Source excerpt:
◆ ◆ ◆ ◆
Thank you, sir. [Operator Instructions] We will take our first question from Sharon Zackfia with William Blair.

Sharon Zackfia

Analyst

Hi, good afternoon. So a couple of questions, I know you didn't want to talk too much about the long-term impacts of chicken but then you did call it a game changer. So I guess how are you measuring whether it's increasing frequency or bringing in new customers and can you talk about whether it's kind of above we saw in Brooklyn or similar in terms of mix?

Randy Garutti

Analyst

Thanks Sharon. We did say it could be a game changer. And we certainly hope it will be. I think what we've witnessed so far and the data we have in Q1 is that it really did drive traffic, hard to measure exactly who is doing what. We had a little bit of everything as we mentioned. So we've got a lot of first timers and we've got a lot of people who are just really excited about it, little different from the initial hit in Brooklyn, which was a lot of euphoria. But then it has settled into a very similar pattern across more shacks. The behavior has been consistent with some of that we’ve said in the past to the top-five seller, but really the traffic generator. Again the biggest point we're making on this call is we're still not sure. I just think it's premature to say just with one quarters data how it really will affect mix long-term because we are seeing a little bit of everything. People are trading up people are trading down people are trading sideways improve our adding on. A little bit everything. And it’s such a new thing for us that it's hard to know exactly where it goes. So the best and a most exciting news is when you look at our comp and you look at the overall traffic in Q1 we believe chicken was likely the largest contributor to that. And our price was relatively consistent with the roughly 1.5 that we took so it was just above that at about 2.6. So that tells you it's hard to measure early on with the mix shift has been.
◆ ◆ ◆ ◆
The tasks:
1. Copy the earnings call excerpt word for word between "Hi, good afternoon." and "terms of mix?", inclusive.
2. Write the next part of the earnings call excerpt, starting right after its last sentence.

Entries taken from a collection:
◆ ◆ ◆ ◆
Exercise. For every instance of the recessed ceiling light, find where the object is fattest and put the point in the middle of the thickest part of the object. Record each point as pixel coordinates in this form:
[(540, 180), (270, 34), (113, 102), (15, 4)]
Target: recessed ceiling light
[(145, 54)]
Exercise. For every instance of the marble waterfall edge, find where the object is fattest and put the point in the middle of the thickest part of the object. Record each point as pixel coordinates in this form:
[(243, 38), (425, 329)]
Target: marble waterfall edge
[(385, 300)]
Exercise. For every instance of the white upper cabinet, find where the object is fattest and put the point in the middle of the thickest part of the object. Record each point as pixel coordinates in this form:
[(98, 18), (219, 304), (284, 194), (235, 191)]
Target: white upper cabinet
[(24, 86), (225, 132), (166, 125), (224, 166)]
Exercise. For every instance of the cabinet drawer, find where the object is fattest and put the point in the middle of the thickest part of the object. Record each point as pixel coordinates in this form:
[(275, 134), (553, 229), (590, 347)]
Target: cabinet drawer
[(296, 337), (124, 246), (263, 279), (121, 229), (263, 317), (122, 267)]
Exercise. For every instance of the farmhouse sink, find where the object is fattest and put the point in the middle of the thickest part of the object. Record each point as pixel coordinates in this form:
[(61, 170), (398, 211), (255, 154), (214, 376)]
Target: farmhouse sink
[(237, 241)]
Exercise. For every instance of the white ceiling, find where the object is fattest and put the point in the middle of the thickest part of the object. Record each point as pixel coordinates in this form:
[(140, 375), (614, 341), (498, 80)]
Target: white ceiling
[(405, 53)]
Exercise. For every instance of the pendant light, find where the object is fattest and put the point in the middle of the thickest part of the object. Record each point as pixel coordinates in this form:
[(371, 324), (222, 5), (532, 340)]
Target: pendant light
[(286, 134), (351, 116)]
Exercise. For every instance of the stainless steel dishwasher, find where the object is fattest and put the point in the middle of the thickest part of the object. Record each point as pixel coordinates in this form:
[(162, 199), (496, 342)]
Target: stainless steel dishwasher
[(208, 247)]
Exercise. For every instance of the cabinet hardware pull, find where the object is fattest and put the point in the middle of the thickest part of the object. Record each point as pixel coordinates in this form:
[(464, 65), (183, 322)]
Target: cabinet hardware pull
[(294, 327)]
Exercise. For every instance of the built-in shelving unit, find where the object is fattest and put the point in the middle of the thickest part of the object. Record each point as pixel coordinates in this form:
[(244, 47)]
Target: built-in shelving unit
◆ ◆ ◆ ◆
Solved problems:
1.
Hi, good afternoon. So a couple of questions, I know you didn't want to talk too much about the long-term impacts of chicken but then you did call it a game changer. So I guess how are you measuring whether it's increasing frequency or bringing in new customers and can you talk about whether it's kind of above we saw in Brooklyn or similar in terms of mix?

2.
Sharon Zackfia

Analyst

Okay. I guess, this is my second question will be as you think about menu evolution overtime. I mean is there a thought process that chicken could be a platform similar to the burger platform and the hot dog platform that you have?

Randy Garutti

Analyst

There is. It's pretty exciting. It's a category. We've not chosen to use it that way just yet. It's really early. But our culinary team is really excited about what other kinds of things we can do with chicken. Our test kitchen is constantly kicking out fun ideas for us like the one we did with that chef collaboration we've never done a collaboration with chicken. And we chose to do that. In the first day of Washington DC we sold almost a 1000 of that Peking Chicken just in a small market of four shacks at the time doing that. We think it as best opportunities for Shake Shack. But you know it’s not enough to know, we are going to take our time and make sure we fully understand its impact before we see a whole lot of addition or change to that category.

Sharon Zackfia

Analyst

Great. Thank you.

Operator

Operator

And we’ll take our next question from Alton Stump with Longbow Research.

Brittany Whitman

Analyst · Longbow Research.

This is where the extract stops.